**SELECTED TEXT**.
=== Section Start ===

Calling more smart girls to study abroad

Calling more smart girls to study abroad
With more countries increasingly run by fanatics, despots and geriatric white men, the importance of women education has never been greater. Source: AFP

“They wouldn’t send me to school,” my grandmother said.
“They couldn’t afford uni for me,” my mother said.

Education was my grandmother’s birthright stolen.

She could not read a single word besides the letters A, B, and C in her 75 years of life. Her illiteracy was a debilitating, unending struggle. It ate away and shamed her.

Despite a matriarch, few took her seriously in consequential family matters. When seeking her share of an inheritance, others manipulated her lack of comprehension to deny her of it.

When she fell victim to diabetes for decades, culminating in her being bedridden in her last living months, any information that would have alleviated her suffering and empowered her well-being was nothing more than mere scribbles on a screen or book.

My mother was — marginally — more privileged. She got to learn how to read and write.

But, after high school, when her peers went to universities in the capital or other Commonwealth countries, her options were limited to odd jobs, secretary work or teacher’s training college.

When you’re a girl from a family making US$1,000 a year, a three-year university education costing at least twice that is out of the question.

So where others became judges and ministers, my mum, who has all the acumen and charisma worthy of a Fortune 500 CEO, sacrificed 30 years of her life to become a teacher to raise me and my siblings.

It is 2024 and I wish I did not need to tell their stories of narrow, stifled paths defined not by them, but by prejudices and poverty.

And the world did make great strides since:

  • Out of 195 countries, 49% of countries have achieved gender parity in primary education, with 49% of 37.9 million out-of-school children and adolescents accessing education in 2022.

=== Section End ===

**PROBLEMS TO WORK ON**.
A. Answer these questions using the text about girls' education above.
(i) Which letters could the grandmother read?
(ii) How many years did the mother sacrifice to become a teacher?
(iii) What percentage of countries has achieved gender parity in primary education?
B. Copy the stretch of the text about girls' education above from "She could not" through "teacher’s training college.", word for word.
The entries that come next have no connection to the text about girls' education.

**DATA FOR ANALYSIS**.
=== Section Start ===

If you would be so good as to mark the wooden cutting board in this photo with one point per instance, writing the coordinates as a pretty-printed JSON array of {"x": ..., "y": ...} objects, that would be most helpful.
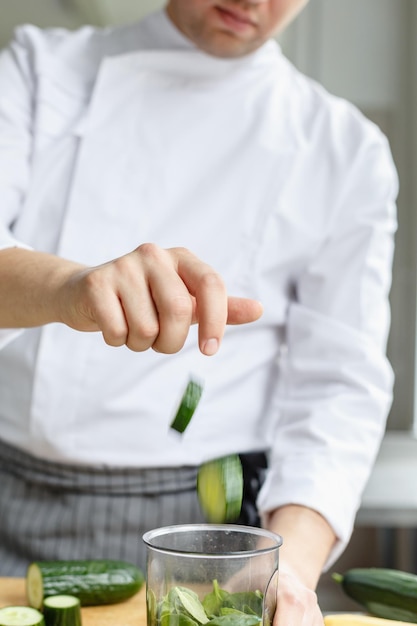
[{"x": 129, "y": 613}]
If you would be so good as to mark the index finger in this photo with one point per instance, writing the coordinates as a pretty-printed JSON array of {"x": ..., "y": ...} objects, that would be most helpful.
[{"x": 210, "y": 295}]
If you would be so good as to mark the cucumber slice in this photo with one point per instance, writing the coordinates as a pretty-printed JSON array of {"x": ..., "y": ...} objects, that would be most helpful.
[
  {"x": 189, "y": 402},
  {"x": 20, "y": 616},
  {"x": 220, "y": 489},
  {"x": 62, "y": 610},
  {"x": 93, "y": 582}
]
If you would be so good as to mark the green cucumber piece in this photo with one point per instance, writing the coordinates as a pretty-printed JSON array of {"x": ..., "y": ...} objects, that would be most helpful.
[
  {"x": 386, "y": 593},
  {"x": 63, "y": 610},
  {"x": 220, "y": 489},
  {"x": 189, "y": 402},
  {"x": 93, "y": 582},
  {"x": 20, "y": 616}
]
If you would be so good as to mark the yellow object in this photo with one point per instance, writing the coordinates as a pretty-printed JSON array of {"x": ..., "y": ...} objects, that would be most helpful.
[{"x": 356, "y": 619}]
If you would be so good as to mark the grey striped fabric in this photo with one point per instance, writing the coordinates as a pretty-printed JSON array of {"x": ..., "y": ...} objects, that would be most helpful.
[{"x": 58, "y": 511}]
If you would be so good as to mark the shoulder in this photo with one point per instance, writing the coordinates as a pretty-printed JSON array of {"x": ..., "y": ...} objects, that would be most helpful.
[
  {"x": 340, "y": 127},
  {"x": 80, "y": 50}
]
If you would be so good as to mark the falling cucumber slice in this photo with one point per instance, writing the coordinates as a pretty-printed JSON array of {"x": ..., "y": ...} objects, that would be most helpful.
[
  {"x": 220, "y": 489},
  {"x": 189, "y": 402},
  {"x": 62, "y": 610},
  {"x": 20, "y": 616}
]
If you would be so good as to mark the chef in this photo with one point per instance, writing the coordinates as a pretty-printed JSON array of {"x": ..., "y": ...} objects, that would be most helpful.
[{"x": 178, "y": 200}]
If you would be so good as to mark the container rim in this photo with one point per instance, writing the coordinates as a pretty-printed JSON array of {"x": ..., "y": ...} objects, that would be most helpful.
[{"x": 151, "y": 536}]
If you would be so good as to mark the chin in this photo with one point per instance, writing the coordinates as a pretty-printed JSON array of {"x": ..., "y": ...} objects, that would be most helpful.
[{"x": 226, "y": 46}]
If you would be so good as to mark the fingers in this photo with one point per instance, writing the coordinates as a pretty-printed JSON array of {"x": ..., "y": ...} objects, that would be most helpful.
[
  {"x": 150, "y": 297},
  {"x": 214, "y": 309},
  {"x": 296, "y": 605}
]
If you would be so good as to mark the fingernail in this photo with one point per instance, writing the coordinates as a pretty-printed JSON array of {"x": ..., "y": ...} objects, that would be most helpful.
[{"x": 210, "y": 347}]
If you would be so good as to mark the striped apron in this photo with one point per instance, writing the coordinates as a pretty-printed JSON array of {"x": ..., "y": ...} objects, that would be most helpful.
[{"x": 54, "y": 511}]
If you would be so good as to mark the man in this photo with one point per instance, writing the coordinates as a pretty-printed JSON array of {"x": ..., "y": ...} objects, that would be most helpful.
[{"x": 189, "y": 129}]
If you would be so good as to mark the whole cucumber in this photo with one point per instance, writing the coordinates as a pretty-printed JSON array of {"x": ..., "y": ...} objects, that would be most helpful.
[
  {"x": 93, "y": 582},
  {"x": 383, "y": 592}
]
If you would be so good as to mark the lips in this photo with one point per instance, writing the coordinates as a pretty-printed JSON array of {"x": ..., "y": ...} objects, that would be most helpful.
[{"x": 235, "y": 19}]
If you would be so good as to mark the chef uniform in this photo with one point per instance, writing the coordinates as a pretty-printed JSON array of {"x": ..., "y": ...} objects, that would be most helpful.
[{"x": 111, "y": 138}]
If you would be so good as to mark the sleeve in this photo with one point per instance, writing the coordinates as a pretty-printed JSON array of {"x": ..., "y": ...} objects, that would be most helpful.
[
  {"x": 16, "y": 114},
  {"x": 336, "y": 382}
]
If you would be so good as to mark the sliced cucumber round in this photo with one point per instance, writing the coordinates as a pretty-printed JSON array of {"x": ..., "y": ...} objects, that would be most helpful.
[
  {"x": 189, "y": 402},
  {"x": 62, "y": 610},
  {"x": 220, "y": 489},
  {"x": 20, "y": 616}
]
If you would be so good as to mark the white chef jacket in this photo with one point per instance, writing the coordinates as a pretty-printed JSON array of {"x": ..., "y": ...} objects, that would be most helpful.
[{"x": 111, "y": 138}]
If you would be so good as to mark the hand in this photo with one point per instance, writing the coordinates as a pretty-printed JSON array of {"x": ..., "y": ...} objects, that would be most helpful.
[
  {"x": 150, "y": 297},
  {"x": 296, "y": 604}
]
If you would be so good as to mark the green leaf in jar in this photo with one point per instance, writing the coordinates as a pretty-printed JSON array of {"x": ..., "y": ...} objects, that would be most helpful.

=== Section End ===

**ANSWERS FOR EACH ITEM**.
A.
(i) A, B, and C
(ii) 30 years
(iii) 49%

B.
She could not read a single word besides the letters A, B, and C in her 75 years of life. Her illiteracy was a debilitating, unending struggle. It ate away and shamed her.

Despite a matriarch, few took her seriously in consequential family matters. When seeking her share of an inheritance, others manipulated her lack of comprehension to deny her of it.

When she fell victim to diabetes for decades, culminating in her being bedridden in her last living months, any information that would have alleviated her suffering and empowered her well-being was nothing more than mere scribbles on a screen or book.

My mother was — marginally — more privileged. She got to learn how to read and write.

But, after high school, when her peers went to universities in the capital or other Commonwealth countries, her options were limited to odd jobs, secretary work or teacher’s training college.